• **RAW DATA**
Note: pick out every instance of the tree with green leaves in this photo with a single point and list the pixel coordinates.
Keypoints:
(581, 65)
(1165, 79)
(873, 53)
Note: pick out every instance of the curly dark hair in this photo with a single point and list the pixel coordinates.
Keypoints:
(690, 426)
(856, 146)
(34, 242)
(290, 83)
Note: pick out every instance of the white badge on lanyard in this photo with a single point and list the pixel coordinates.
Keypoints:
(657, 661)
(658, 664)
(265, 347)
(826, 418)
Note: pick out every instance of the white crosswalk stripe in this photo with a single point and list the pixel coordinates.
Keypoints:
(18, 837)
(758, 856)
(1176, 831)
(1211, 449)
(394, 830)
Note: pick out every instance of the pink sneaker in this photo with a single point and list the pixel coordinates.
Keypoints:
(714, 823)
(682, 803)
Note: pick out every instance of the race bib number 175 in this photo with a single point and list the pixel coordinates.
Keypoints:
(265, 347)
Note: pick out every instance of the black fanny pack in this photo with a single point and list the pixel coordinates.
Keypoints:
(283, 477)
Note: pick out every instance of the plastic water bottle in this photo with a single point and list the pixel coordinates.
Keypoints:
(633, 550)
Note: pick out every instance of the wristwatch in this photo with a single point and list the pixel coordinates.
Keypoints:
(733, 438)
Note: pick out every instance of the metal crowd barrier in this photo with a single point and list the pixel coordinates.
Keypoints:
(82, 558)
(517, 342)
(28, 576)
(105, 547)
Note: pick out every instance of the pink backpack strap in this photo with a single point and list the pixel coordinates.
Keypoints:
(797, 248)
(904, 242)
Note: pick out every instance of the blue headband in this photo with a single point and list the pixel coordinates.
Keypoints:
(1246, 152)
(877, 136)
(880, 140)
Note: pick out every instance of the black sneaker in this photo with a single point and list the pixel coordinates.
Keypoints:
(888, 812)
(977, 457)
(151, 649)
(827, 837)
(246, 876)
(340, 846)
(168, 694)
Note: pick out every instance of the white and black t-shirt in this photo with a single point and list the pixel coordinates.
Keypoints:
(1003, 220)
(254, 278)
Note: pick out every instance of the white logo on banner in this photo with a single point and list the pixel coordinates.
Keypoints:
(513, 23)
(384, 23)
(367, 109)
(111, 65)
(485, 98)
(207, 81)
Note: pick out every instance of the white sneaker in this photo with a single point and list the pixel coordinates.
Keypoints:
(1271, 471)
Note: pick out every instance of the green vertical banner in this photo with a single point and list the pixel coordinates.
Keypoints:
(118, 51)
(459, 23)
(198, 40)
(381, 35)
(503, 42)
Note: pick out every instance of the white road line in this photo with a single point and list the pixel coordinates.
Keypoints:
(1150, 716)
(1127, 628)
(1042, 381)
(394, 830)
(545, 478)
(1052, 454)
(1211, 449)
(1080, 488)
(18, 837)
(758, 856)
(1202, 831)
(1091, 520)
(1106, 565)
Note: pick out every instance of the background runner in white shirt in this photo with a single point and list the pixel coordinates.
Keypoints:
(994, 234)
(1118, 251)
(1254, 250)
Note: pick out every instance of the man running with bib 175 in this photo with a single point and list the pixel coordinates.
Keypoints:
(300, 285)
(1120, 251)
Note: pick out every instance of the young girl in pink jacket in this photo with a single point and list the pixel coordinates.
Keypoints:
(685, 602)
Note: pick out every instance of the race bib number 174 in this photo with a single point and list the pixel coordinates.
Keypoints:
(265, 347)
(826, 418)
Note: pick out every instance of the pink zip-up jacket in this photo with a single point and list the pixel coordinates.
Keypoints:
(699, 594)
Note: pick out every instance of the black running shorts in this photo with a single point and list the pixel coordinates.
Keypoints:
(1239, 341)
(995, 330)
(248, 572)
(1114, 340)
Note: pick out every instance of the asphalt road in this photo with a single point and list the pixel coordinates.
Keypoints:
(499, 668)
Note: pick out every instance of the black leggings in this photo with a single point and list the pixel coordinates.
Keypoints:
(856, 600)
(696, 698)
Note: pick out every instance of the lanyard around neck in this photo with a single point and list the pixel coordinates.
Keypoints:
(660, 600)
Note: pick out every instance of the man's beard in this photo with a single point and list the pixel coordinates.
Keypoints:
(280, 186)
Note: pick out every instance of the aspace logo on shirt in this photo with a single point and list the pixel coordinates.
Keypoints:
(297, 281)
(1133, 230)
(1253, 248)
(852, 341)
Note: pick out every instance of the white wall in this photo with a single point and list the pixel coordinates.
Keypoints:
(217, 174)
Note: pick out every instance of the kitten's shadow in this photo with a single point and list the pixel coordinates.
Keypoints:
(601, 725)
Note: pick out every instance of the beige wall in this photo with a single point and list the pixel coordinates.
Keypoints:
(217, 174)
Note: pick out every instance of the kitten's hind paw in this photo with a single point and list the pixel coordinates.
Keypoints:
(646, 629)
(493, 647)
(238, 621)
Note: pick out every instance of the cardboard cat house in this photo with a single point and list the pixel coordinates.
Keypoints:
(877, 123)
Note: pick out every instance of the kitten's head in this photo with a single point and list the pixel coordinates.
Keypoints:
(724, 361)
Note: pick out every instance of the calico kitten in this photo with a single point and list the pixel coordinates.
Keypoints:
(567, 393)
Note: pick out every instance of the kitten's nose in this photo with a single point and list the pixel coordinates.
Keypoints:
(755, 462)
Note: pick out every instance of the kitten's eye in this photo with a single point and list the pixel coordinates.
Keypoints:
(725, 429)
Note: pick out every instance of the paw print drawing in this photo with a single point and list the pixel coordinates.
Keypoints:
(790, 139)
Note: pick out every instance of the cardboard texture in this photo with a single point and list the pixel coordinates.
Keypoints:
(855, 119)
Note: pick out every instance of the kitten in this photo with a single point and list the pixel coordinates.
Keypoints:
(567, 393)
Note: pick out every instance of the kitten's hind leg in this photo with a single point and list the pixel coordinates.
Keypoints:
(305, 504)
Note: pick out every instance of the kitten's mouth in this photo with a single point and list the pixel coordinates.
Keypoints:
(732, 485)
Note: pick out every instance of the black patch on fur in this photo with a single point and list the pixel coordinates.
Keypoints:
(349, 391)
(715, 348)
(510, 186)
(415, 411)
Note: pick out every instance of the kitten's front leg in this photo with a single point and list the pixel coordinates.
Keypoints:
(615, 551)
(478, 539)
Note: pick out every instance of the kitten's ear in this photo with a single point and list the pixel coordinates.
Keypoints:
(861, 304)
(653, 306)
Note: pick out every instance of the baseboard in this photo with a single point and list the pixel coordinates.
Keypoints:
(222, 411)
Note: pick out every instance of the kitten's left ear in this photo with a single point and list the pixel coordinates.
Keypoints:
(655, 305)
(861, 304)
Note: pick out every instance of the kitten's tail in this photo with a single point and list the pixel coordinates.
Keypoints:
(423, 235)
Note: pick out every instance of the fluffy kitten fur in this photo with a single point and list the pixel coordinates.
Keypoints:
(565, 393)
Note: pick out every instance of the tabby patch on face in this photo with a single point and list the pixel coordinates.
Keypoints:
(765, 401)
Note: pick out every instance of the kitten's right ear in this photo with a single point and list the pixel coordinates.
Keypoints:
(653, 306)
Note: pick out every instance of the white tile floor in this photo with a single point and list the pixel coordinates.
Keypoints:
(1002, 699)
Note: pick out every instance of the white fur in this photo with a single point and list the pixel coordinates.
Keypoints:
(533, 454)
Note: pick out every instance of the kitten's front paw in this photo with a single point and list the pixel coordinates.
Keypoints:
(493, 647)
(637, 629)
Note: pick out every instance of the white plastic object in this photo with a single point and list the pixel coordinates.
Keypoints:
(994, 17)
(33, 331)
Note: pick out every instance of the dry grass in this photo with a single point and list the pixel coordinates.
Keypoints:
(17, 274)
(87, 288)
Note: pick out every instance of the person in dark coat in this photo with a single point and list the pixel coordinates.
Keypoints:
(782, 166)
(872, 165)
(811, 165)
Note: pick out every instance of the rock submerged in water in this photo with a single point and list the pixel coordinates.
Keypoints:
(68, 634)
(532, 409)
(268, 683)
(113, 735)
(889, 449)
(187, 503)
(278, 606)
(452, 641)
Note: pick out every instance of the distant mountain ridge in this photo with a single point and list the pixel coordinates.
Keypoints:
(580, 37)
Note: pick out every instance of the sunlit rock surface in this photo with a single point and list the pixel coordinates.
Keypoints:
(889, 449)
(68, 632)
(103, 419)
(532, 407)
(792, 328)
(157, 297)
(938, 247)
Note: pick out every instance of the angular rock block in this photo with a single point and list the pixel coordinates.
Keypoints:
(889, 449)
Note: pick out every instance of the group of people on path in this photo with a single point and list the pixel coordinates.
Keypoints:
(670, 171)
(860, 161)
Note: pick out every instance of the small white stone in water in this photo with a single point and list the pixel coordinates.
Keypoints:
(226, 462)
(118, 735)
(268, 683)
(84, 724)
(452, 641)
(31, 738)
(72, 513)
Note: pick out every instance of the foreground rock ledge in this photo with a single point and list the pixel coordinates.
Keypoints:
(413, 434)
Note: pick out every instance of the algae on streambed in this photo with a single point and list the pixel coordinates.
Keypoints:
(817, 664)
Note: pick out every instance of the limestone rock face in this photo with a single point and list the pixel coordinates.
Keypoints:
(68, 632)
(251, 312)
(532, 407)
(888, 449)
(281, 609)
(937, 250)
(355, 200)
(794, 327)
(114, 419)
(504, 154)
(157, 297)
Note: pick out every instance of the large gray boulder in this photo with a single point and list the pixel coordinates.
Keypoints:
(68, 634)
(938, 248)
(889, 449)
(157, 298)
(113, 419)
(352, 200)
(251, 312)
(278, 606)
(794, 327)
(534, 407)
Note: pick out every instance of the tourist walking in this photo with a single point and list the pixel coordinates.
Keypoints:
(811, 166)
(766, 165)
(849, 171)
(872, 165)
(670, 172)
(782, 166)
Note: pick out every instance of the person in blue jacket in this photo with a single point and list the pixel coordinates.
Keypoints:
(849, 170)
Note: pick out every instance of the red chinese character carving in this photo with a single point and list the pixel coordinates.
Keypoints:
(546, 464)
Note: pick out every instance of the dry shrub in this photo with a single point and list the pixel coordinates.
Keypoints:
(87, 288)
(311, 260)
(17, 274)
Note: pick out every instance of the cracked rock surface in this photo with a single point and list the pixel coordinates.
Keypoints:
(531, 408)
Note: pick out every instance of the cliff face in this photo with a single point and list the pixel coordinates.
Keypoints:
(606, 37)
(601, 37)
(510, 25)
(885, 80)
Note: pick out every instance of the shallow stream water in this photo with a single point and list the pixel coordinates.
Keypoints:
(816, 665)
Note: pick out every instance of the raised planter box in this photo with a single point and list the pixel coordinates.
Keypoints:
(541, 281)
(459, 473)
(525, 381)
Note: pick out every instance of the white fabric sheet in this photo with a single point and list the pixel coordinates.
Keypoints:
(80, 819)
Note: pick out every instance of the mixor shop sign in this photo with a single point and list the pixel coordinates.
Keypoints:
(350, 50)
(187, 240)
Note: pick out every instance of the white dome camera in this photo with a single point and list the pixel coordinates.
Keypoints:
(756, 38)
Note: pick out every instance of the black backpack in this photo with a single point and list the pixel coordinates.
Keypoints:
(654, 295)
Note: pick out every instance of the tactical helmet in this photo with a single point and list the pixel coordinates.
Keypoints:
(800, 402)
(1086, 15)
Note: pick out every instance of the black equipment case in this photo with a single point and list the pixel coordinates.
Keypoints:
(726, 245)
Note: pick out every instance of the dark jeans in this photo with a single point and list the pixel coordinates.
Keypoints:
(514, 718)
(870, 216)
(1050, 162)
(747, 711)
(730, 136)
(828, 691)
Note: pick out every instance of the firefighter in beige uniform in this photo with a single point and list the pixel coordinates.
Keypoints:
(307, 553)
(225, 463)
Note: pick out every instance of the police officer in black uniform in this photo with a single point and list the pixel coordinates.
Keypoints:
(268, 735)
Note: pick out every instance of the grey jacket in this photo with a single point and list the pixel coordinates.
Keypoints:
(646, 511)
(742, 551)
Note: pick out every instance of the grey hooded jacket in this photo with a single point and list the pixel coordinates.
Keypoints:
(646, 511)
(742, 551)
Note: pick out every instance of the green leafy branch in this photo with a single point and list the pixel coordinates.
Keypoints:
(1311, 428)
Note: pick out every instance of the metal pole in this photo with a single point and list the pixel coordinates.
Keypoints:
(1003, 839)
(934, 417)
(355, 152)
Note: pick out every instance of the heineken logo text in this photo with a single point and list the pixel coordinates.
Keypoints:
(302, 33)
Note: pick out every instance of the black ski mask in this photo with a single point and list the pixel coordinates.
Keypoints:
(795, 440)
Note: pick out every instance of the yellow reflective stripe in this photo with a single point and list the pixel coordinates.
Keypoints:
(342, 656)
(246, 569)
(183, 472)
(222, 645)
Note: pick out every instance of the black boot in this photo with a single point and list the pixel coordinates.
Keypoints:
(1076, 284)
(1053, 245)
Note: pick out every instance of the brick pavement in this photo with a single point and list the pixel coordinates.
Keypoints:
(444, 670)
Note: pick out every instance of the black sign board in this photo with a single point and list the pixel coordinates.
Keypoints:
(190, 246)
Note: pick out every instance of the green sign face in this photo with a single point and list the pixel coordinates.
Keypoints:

• **TASK BRIEF**
Please copy the rows from the line containing "Note: pick out every instance of the green sign" through the end of the rows, replacing "green sign face" with "green street sign" and changing nothing else.

• **OUTPUT OF THE TASK**
Note: pick out every instance of the green street sign in this photo with a single point and list the pixel coordinates.
Keypoints:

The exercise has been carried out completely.